*Your goal*
Below are the records. Restate word for word every line from the one that contains "Wildlife-survey tagging: tag each instance of the row" through the final line, both included.

*Material*
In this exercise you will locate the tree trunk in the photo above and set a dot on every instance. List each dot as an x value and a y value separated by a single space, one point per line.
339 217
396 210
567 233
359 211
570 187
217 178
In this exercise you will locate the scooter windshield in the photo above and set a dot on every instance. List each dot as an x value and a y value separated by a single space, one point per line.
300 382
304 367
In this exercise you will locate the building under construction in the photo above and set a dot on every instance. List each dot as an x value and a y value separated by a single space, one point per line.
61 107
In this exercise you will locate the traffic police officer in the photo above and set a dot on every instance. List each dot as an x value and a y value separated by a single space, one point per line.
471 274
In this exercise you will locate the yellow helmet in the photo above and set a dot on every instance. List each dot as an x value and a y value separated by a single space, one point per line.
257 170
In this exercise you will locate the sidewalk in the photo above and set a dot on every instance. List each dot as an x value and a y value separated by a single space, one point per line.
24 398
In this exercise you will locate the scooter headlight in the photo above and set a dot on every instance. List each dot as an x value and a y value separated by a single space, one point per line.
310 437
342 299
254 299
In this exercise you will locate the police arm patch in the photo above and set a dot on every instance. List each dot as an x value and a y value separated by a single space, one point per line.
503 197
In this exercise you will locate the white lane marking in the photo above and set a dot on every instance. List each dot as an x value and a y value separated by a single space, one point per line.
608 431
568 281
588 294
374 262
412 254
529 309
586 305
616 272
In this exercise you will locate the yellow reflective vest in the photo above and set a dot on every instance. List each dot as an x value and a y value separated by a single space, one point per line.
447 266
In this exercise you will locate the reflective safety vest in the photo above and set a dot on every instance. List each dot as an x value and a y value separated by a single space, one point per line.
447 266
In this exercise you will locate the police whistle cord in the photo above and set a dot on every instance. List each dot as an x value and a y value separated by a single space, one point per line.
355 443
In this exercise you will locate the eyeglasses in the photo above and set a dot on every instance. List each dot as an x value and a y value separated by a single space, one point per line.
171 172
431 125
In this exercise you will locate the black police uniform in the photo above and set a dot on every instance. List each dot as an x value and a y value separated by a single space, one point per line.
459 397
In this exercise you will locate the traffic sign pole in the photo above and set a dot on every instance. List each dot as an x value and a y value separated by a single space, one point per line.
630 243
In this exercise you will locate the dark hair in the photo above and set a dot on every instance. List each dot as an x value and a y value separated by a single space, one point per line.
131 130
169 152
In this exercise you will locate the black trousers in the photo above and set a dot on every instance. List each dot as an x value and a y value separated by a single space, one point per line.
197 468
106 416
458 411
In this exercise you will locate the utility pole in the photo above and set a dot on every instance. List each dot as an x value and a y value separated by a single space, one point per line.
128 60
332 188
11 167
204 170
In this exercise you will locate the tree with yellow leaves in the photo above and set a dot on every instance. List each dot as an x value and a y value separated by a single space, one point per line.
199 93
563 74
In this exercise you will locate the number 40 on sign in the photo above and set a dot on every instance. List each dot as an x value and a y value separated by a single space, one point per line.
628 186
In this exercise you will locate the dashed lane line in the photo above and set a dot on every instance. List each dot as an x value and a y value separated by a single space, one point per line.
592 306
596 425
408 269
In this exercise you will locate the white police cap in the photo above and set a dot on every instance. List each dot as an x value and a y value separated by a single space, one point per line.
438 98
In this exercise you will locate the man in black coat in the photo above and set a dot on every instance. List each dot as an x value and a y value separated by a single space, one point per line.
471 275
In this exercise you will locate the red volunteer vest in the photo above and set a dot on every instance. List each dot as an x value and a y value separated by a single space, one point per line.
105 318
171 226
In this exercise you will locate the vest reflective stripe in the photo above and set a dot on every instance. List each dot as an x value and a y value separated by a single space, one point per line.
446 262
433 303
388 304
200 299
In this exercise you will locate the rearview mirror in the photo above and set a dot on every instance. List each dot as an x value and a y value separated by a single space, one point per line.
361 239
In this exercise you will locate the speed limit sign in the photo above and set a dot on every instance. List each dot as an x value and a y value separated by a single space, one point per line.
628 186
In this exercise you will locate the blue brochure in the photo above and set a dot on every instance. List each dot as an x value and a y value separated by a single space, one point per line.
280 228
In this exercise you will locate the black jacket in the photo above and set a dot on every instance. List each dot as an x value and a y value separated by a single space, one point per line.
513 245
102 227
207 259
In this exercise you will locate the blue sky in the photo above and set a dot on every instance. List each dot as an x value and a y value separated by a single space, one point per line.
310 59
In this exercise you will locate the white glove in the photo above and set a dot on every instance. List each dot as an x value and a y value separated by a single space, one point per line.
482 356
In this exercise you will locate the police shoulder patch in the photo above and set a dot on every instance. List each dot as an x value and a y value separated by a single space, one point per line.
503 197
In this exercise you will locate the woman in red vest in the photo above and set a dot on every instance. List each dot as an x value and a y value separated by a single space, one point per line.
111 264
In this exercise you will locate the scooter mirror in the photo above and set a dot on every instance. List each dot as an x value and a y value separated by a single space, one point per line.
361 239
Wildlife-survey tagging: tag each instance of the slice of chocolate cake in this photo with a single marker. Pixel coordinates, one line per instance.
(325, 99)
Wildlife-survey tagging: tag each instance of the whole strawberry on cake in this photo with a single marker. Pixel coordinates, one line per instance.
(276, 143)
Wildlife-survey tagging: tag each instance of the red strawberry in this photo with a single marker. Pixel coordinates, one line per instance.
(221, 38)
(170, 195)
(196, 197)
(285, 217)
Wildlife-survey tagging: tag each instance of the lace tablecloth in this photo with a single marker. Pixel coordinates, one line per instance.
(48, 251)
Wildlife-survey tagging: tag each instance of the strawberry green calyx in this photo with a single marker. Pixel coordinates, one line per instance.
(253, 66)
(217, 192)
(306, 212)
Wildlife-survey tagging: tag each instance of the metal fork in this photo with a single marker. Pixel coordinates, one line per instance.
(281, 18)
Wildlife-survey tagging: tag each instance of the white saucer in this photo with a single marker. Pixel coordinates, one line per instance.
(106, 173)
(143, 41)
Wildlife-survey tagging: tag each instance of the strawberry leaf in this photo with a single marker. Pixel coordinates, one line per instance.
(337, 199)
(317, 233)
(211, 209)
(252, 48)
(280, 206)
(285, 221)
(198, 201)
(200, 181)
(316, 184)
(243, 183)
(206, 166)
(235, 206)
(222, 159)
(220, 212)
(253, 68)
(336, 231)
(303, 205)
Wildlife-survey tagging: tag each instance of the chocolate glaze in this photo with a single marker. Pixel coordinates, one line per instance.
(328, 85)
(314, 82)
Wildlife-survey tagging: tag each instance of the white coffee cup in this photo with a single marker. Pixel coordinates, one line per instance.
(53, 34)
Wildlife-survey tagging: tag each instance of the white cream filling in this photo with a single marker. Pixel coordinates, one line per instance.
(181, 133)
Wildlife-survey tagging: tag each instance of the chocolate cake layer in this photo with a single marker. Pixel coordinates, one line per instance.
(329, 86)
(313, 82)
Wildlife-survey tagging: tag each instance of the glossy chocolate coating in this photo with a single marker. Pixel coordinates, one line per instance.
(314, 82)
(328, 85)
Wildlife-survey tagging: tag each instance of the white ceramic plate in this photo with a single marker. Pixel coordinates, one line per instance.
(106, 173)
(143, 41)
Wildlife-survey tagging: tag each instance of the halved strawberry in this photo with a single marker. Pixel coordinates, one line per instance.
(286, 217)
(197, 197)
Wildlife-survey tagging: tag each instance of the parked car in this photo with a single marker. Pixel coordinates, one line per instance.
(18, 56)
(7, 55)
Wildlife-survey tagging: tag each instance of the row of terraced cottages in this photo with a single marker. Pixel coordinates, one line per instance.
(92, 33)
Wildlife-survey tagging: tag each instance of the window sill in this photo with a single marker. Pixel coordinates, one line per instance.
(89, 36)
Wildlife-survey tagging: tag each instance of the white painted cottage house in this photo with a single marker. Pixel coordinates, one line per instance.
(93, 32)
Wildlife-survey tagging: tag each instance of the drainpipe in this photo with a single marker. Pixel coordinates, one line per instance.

*Response below*
Wildlife-survey tagging: tag each instance of the row of terraced cottages in this photo with a single marker. Pixel coordinates, one line per instance.
(92, 33)
Wildlife-survey tagging: tag each instance of the window sill in this photo with a single marker. Pixel coordinates, one line per instance.
(89, 36)
Wildlife-survey tagging: tag each instance of the white painted cottage house in this photo with a single marker. Pixel coordinates, one line per instance.
(93, 32)
Wildlife-survey tagging: tag each instance of the drainpipe in this photo with a single marker. Pixel coordinates, one line per instance.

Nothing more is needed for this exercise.